# Goal of the exercise:
Could you extract, word for word, the part of the OBDD passage below from "OBDDs can be" to "small as possible."?

For an in-depth discussion of OBDDs and their operations we refer to [14].

OBDDs can be used, e.g. for circuit verification as follows. If one wants to test

a circuit for a function f against its specification (function g), one can use

syntheses operations in order to obtain π-OBDDs for f and g and then check

whether f and g are equal by using the equivalence test. The minimization

algorithm is used to ensure that the OBDDs obtained during such a procedure

are as small as possible.

Although each single operation used in a such a verification procedure is pos-

sible in polynomial (i.e. quadratic or even better) time with respect to the

sizes of the corresponding input OBDDs, the total procedure may be infeasi-

ble because the sizes of the involved OBDDs may grow almost quadratically

with each synthesis operation.

# Dataset content:
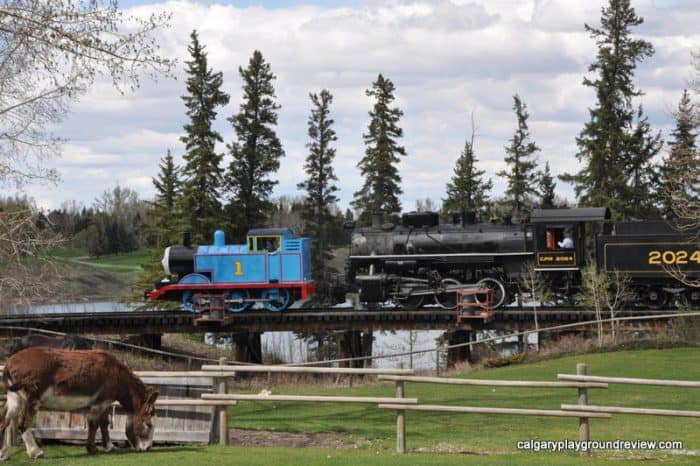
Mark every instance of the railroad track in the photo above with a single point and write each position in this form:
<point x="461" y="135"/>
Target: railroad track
<point x="158" y="321"/>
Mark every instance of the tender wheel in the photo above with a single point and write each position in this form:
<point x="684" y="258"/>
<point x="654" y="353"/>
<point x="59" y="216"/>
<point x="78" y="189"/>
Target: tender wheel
<point x="654" y="298"/>
<point x="499" y="292"/>
<point x="276" y="299"/>
<point x="412" y="302"/>
<point x="236" y="301"/>
<point x="446" y="299"/>
<point x="692" y="297"/>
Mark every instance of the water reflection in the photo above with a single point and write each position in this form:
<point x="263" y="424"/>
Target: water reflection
<point x="72" y="308"/>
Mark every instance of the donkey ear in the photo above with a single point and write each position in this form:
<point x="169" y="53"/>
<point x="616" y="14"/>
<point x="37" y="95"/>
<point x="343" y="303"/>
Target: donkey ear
<point x="152" y="397"/>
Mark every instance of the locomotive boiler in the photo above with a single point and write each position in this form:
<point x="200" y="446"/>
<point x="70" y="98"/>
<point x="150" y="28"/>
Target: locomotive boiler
<point x="422" y="261"/>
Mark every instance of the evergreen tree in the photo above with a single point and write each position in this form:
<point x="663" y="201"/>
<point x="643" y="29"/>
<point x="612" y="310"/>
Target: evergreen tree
<point x="202" y="172"/>
<point x="522" y="162"/>
<point x="319" y="183"/>
<point x="547" y="186"/>
<point x="164" y="212"/>
<point x="381" y="189"/>
<point x="467" y="190"/>
<point x="615" y="150"/>
<point x="256" y="152"/>
<point x="683" y="155"/>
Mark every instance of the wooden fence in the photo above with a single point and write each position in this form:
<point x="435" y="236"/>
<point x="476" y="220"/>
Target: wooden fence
<point x="581" y="386"/>
<point x="631" y="381"/>
<point x="193" y="405"/>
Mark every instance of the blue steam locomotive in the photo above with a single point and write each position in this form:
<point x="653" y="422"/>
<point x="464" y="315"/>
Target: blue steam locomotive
<point x="273" y="268"/>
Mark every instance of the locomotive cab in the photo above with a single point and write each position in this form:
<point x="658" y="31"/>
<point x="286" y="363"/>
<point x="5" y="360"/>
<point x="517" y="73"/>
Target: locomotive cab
<point x="561" y="237"/>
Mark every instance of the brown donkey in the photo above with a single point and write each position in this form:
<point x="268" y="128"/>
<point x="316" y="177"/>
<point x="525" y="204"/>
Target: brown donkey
<point x="68" y="380"/>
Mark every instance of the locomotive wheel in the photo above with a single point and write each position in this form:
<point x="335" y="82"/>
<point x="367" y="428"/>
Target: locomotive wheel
<point x="188" y="301"/>
<point x="239" y="298"/>
<point x="499" y="292"/>
<point x="447" y="300"/>
<point x="276" y="299"/>
<point x="412" y="302"/>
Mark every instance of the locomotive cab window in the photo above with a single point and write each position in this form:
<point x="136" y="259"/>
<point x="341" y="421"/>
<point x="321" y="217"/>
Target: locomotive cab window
<point x="264" y="243"/>
<point x="559" y="237"/>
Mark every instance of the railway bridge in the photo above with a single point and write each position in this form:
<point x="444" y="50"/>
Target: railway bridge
<point x="351" y="326"/>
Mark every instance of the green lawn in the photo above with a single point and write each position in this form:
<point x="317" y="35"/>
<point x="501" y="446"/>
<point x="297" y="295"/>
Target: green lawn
<point x="473" y="439"/>
<point x="499" y="433"/>
<point x="128" y="263"/>
<point x="217" y="455"/>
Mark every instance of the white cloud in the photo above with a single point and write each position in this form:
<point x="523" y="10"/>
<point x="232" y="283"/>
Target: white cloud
<point x="446" y="58"/>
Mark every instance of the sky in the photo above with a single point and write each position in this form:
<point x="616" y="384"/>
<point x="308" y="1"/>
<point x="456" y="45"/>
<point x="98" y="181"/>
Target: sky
<point x="450" y="60"/>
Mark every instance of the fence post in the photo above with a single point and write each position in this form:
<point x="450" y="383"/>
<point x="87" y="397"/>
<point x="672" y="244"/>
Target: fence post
<point x="223" y="410"/>
<point x="583" y="427"/>
<point x="400" y="420"/>
<point x="437" y="362"/>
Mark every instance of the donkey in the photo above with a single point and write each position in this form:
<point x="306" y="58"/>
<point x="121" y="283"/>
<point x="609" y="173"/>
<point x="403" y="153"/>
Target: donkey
<point x="68" y="380"/>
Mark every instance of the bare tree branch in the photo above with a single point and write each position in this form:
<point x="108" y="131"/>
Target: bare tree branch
<point x="51" y="51"/>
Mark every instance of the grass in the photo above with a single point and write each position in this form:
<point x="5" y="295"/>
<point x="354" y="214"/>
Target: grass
<point x="499" y="434"/>
<point x="127" y="263"/>
<point x="453" y="438"/>
<point x="244" y="456"/>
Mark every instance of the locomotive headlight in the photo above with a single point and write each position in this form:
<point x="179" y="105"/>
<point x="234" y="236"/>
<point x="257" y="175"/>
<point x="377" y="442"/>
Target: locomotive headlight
<point x="358" y="241"/>
<point x="166" y="261"/>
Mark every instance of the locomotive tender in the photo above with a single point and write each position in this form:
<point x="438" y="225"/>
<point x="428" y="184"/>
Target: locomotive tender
<point x="273" y="268"/>
<point x="421" y="260"/>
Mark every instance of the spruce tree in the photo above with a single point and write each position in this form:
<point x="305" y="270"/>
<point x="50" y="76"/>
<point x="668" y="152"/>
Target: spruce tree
<point x="257" y="150"/>
<point x="615" y="149"/>
<point x="165" y="208"/>
<point x="522" y="163"/>
<point x="202" y="172"/>
<point x="547" y="186"/>
<point x="319" y="182"/>
<point x="380" y="190"/>
<point x="467" y="190"/>
<point x="683" y="156"/>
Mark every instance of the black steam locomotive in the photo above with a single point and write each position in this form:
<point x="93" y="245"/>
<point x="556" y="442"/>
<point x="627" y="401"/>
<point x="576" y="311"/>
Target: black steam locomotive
<point x="421" y="261"/>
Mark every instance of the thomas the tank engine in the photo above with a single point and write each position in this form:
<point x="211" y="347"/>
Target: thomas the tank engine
<point x="273" y="268"/>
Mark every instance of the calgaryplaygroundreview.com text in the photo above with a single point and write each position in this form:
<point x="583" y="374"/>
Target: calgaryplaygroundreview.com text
<point x="578" y="445"/>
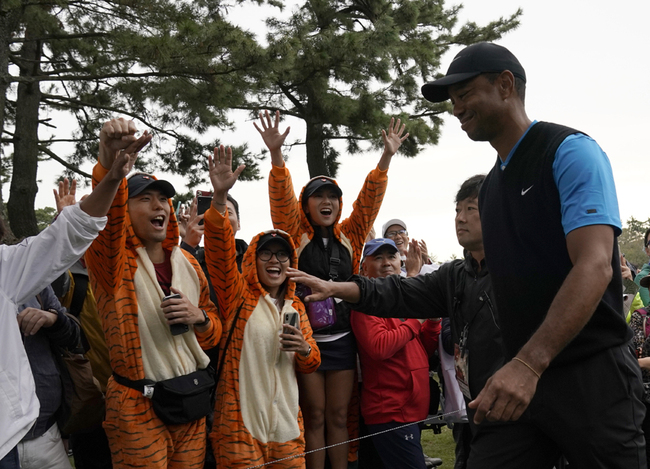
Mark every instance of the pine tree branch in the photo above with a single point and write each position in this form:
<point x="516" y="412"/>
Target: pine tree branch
<point x="58" y="159"/>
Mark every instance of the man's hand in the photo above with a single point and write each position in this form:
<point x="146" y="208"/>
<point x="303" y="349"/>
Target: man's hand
<point x="180" y="310"/>
<point x="425" y="252"/>
<point x="66" y="194"/>
<point x="320" y="289"/>
<point x="392" y="141"/>
<point x="272" y="137"/>
<point x="506" y="394"/>
<point x="193" y="231"/>
<point x="31" y="320"/>
<point x="222" y="176"/>
<point x="625" y="270"/>
<point x="413" y="262"/>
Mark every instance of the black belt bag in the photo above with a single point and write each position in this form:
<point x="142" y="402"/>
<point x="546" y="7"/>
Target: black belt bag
<point x="177" y="400"/>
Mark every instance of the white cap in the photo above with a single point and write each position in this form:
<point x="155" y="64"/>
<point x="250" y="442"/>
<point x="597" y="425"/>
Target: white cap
<point x="394" y="221"/>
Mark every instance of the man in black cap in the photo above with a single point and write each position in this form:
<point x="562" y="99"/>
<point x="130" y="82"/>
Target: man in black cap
<point x="550" y="220"/>
<point x="570" y="383"/>
<point x="157" y="317"/>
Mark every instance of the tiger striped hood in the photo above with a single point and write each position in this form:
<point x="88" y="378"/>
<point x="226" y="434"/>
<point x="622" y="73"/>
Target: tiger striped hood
<point x="249" y="265"/>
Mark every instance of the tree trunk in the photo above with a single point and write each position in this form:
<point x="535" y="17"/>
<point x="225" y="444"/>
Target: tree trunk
<point x="5" y="34"/>
<point x="315" y="154"/>
<point x="25" y="160"/>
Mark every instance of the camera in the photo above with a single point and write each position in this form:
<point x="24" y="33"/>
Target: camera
<point x="176" y="329"/>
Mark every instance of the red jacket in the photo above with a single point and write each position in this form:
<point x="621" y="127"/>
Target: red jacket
<point x="394" y="367"/>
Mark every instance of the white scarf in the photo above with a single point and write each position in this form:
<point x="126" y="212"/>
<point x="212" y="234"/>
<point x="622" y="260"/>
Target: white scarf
<point x="166" y="356"/>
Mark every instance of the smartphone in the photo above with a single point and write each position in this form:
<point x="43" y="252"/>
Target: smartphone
<point x="203" y="200"/>
<point x="176" y="329"/>
<point x="291" y="319"/>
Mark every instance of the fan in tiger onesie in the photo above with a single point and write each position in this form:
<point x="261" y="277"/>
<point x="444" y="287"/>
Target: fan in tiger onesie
<point x="160" y="384"/>
<point x="330" y="250"/>
<point x="257" y="416"/>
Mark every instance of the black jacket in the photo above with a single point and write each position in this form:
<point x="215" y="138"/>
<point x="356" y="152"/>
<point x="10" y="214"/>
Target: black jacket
<point x="458" y="291"/>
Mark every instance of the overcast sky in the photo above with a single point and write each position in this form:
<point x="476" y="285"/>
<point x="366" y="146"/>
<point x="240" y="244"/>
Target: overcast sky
<point x="587" y="67"/>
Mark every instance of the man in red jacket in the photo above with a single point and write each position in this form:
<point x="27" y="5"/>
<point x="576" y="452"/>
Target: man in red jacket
<point x="395" y="368"/>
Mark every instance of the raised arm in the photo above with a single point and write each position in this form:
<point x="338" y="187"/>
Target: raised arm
<point x="219" y="238"/>
<point x="118" y="150"/>
<point x="392" y="141"/>
<point x="273" y="139"/>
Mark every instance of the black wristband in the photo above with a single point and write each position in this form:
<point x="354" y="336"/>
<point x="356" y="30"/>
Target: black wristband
<point x="206" y="320"/>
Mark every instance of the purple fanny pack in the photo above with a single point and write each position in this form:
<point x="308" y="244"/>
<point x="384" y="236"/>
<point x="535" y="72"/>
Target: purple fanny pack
<point x="321" y="314"/>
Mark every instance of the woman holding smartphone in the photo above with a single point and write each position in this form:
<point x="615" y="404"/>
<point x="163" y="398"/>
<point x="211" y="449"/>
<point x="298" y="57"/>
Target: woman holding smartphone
<point x="257" y="417"/>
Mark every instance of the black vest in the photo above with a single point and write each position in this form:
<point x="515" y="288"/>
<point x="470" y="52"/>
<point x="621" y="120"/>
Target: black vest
<point x="315" y="260"/>
<point x="526" y="253"/>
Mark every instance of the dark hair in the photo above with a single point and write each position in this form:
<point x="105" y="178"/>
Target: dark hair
<point x="470" y="188"/>
<point x="234" y="203"/>
<point x="520" y="85"/>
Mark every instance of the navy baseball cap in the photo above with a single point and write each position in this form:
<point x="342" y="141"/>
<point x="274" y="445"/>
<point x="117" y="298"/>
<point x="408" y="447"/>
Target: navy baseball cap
<point x="141" y="181"/>
<point x="373" y="245"/>
<point x="484" y="57"/>
<point x="321" y="181"/>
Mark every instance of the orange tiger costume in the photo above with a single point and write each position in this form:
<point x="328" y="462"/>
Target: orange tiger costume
<point x="137" y="437"/>
<point x="288" y="215"/>
<point x="257" y="417"/>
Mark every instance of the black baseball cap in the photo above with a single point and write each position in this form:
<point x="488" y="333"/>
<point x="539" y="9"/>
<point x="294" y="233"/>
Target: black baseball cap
<point x="321" y="181"/>
<point x="140" y="181"/>
<point x="484" y="57"/>
<point x="274" y="235"/>
<point x="374" y="245"/>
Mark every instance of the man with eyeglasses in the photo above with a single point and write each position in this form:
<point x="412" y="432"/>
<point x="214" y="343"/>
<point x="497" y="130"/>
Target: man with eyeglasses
<point x="460" y="289"/>
<point x="643" y="291"/>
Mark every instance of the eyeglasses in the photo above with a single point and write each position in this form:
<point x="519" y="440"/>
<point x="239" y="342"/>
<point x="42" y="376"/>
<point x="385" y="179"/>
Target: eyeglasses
<point x="266" y="255"/>
<point x="392" y="234"/>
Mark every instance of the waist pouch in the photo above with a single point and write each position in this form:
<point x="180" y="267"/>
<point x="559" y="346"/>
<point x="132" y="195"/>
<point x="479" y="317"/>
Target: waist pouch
<point x="177" y="400"/>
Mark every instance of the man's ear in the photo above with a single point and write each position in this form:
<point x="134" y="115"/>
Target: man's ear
<point x="506" y="82"/>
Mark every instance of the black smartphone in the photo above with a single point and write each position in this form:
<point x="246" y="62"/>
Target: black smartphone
<point x="291" y="319"/>
<point x="203" y="201"/>
<point x="176" y="329"/>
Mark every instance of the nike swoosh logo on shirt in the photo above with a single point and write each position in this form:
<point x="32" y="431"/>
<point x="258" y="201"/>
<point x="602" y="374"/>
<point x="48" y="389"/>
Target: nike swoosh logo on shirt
<point x="523" y="192"/>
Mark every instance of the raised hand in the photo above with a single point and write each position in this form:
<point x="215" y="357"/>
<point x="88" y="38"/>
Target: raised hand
<point x="221" y="174"/>
<point x="271" y="135"/>
<point x="118" y="144"/>
<point x="392" y="141"/>
<point x="393" y="138"/>
<point x="66" y="195"/>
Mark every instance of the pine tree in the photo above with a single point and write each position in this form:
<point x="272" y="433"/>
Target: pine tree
<point x="175" y="66"/>
<point x="346" y="66"/>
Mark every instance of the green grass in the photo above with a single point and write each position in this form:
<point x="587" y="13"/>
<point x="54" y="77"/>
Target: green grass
<point x="440" y="446"/>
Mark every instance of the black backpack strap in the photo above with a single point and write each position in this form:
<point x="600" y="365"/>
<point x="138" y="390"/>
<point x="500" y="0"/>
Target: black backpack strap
<point x="335" y="260"/>
<point x="139" y="385"/>
<point x="79" y="294"/>
<point x="225" y="348"/>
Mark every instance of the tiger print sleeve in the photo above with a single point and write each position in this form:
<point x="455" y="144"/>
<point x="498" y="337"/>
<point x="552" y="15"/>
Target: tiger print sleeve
<point x="105" y="257"/>
<point x="312" y="362"/>
<point x="209" y="338"/>
<point x="365" y="208"/>
<point x="285" y="208"/>
<point x="221" y="259"/>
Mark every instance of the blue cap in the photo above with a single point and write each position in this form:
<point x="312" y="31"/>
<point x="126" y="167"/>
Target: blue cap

# Expected answer:
OBDDs can be used, e.g. for circuit verification as follows. If one wants to test

a circuit for a function f against its specification (function g), one can use

syntheses operations in order to obtain π-OBDDs for f and g and then check

whether f and g are equal by using the equivalence test. The minimization

algorithm is used to ensure that the OBDDs obtained during such a procedure

are as small as possible.